* _GIVEN TASK 1_: Reproduce the article on Cotton Weary in full, with no changes.

:: SELECTED PASSAGE

- Liev Schreiber as Cotton Weary in Scream 2
- First appearance: Scream (1996)
- Last appearance: Scream 3 (2000)
- Created by: Kevin Williamson
- Portrayed by: Liev Schreiber

In-universe information
- Gender: Male
- Occupation: Talk show host
- Significant others: Christine Hamilton (girlfriend; deceased)
- Nationality: American
- Classification: Wrongfully accused murder suspect in the killing of Sidney Prescott's mother Maureen Prescott
- Status: Deceased

= Cotton Weary =

Fictional character in the Scream film series

Cotton Weary is a fictional character in the Scream franchise. The character was created by Kevin Williamson and portrayed by Liev Schreiber. Cotton first appears in Scream (1996) as a man jailed for the murder of Maureen Prescott, the mother of Sidney Prescott. He is wrongly framed for the crime, and after the real killers are revealed, he is released from prison and takes part in later events related to the Ghostface murders. He reappears in Scream 2 (1997) and makes his final appearance in Scream 3 (2000).

==Appearances==
===Scream (1996)===
Cotton Weary first appears in Scream (1996). He is mentioned throughout the film as the man convicted of the rape and murder of Maureen Prescott, the mother of Sidney Prescott. Cotton is shown briefly in television news footage during his arrest. Sidney had earlier identified him as the attacker, which led to his conviction, although the real killers are later revealed to be Billy Loomis and Stu Macher. After their deaths, it becomes clear that Cotton had been wrongly imprisoned for the crime.

::::
:: LISTED ENTRIES

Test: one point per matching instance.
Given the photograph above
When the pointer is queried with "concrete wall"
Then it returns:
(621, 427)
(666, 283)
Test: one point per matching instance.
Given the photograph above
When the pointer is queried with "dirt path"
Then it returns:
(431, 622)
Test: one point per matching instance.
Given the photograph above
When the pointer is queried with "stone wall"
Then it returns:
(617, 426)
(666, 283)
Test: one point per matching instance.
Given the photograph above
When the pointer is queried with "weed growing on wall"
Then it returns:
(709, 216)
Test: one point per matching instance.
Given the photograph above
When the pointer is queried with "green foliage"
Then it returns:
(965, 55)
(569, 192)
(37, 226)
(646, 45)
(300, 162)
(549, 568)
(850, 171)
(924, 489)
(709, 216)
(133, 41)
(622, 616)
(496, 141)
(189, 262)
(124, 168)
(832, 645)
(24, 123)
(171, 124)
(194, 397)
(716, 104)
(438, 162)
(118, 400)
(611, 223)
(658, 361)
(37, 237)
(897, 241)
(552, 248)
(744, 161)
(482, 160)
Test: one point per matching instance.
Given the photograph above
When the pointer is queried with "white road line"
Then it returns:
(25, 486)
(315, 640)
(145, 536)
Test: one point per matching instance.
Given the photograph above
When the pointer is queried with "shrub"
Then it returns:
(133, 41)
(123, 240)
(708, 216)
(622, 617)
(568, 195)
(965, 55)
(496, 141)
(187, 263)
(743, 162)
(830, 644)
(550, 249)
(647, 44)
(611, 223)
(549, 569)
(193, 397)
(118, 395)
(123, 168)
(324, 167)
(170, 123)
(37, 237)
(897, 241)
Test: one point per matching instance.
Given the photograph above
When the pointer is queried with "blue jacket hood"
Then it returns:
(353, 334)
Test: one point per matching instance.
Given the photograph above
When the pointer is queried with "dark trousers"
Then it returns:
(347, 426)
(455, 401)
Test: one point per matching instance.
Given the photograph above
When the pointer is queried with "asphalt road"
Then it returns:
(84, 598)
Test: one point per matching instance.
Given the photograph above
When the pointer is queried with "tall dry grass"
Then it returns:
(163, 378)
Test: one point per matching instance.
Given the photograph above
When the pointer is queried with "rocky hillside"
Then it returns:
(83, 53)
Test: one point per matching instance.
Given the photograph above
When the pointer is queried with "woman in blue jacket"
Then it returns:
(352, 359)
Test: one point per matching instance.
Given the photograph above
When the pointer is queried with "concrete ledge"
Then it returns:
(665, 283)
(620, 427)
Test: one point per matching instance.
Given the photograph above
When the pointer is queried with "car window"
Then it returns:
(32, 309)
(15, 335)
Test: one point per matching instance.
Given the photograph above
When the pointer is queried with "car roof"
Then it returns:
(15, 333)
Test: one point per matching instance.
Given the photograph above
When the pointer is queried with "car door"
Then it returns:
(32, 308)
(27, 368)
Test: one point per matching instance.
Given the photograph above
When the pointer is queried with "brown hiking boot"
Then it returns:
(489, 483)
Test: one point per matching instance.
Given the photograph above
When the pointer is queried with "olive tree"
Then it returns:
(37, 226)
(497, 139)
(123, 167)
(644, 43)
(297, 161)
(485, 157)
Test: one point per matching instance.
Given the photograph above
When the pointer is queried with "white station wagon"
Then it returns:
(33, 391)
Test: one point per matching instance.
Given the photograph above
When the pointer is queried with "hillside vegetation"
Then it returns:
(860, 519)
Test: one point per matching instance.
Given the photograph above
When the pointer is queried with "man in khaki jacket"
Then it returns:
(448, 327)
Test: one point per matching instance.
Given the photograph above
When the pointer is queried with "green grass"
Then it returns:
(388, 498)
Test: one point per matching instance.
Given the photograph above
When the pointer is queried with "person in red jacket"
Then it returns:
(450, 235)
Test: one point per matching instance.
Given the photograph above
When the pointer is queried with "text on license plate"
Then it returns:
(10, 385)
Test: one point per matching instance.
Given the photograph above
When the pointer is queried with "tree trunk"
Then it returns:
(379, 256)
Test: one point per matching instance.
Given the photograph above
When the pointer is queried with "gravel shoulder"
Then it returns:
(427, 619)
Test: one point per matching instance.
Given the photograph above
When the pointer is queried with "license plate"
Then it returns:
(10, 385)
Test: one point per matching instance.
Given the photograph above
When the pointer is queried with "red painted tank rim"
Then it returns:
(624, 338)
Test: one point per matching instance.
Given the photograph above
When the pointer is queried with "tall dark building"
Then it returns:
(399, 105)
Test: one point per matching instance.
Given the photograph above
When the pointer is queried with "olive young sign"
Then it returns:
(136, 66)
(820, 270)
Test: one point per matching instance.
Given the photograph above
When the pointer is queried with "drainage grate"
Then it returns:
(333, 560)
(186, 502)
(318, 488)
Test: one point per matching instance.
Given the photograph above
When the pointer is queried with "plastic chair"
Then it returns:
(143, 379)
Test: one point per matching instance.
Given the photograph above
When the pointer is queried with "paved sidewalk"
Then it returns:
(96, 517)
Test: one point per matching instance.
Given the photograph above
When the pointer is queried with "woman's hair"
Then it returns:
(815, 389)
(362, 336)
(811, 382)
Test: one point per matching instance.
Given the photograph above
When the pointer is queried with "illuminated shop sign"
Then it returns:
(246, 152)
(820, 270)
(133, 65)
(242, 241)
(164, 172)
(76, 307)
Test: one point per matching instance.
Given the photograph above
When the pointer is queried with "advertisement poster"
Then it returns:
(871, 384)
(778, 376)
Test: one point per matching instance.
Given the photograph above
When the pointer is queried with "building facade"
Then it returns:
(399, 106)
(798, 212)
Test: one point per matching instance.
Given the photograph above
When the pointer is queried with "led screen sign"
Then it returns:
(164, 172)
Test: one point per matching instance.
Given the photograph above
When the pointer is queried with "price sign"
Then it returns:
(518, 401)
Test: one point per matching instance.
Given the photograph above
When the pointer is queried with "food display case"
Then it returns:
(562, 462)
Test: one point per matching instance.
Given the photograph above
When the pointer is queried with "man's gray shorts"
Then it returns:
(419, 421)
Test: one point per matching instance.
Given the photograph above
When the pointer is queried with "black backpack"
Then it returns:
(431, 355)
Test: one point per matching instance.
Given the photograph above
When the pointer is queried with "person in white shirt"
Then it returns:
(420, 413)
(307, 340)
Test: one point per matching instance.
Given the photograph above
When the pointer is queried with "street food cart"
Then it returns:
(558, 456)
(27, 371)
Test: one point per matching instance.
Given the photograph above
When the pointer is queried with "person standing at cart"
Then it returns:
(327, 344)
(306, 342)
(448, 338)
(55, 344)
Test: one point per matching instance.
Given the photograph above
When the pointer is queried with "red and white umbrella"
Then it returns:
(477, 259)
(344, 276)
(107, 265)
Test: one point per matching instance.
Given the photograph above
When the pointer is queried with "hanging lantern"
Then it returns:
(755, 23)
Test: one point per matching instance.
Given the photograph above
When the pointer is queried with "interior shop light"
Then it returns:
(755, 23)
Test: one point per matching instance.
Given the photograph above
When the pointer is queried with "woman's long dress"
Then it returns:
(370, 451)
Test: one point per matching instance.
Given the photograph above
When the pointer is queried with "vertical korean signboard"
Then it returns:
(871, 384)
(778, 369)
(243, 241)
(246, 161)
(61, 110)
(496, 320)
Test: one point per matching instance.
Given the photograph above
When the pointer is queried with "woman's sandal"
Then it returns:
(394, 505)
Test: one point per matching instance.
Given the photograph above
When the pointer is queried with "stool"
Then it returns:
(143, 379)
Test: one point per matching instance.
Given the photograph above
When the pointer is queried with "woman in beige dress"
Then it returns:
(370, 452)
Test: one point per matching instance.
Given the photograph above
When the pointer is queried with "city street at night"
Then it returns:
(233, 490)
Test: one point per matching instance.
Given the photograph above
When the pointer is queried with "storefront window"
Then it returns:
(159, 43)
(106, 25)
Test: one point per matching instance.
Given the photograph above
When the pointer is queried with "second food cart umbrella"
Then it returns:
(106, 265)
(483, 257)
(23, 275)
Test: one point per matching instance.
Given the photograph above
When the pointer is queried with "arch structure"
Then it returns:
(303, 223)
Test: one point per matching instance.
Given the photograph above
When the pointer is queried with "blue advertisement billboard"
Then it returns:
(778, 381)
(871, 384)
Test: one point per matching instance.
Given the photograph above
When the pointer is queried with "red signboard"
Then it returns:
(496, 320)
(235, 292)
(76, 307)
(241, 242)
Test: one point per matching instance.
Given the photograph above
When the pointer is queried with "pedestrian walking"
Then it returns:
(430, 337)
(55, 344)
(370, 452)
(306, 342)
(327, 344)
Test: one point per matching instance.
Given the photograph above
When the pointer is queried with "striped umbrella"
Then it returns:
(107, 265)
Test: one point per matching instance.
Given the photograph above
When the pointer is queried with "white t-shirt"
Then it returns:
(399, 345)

::::

* _GIVEN TASK 2_: Pick out each line of the records that contains the string "jacket".

* _PROBLEM SOLUTION 1_:
- Liev Schreiber as Cotton Weary in Scream 2
- First appearance: Scream (1996)
- Last appearance: Scream 3 (2000)
- Created by: Kevin Williamson
- Portrayed by: Liev Schreiber

In-universe information
- Gender: Male
- Occupation: Talk show host
- Significant others: Christine Hamilton (girlfriend; deceased)
- Nationality: American
- Classification: Wrongfully accused murder suspect in the killing of Sidney Prescott's mother Maureen Prescott
- Status: Deceased

= Cotton Weary =

Fictional character in the Scream film series

Cotton Weary is a fictional character in the Scream franchise. The character was created by Kevin Williamson and portrayed by Liev Schreiber. Cotton first appears in Scream (1996) as a man jailed for the murder of Maureen Prescott, the mother of Sidney Prescott. He is wrongly framed for the crime, and after the real killers are revealed, he is released from prison and takes part in later events related to the Ghostface murders. He reappears in Scream 2 (1997) and makes his final appearance in Scream 3 (2000).

==Appearances==
===Scream (1996)===
Cotton Weary first appears in Scream (1996). He is mentioned throughout the film as the man convicted of the rape and murder of Maureen Prescott, the mother of Sidney Prescott. Cotton is shown briefly in television news footage during his arrest. Sidney had earlier identified him as the attacker, which led to his conviction, although the real killers are later revealed to be Billy Loomis and Stu Macher. After their deaths, it becomes clear that Cotton had been wrongly imprisoned for the crime.

* _PROBLEM SOLUTION 2_:
When the pointer is queried with "blue jacket hood"
When the pointer is queried with "woman in blue jacket"
When the pointer is queried with "man in khaki jacket"
When the pointer is queried with "person in red jacket"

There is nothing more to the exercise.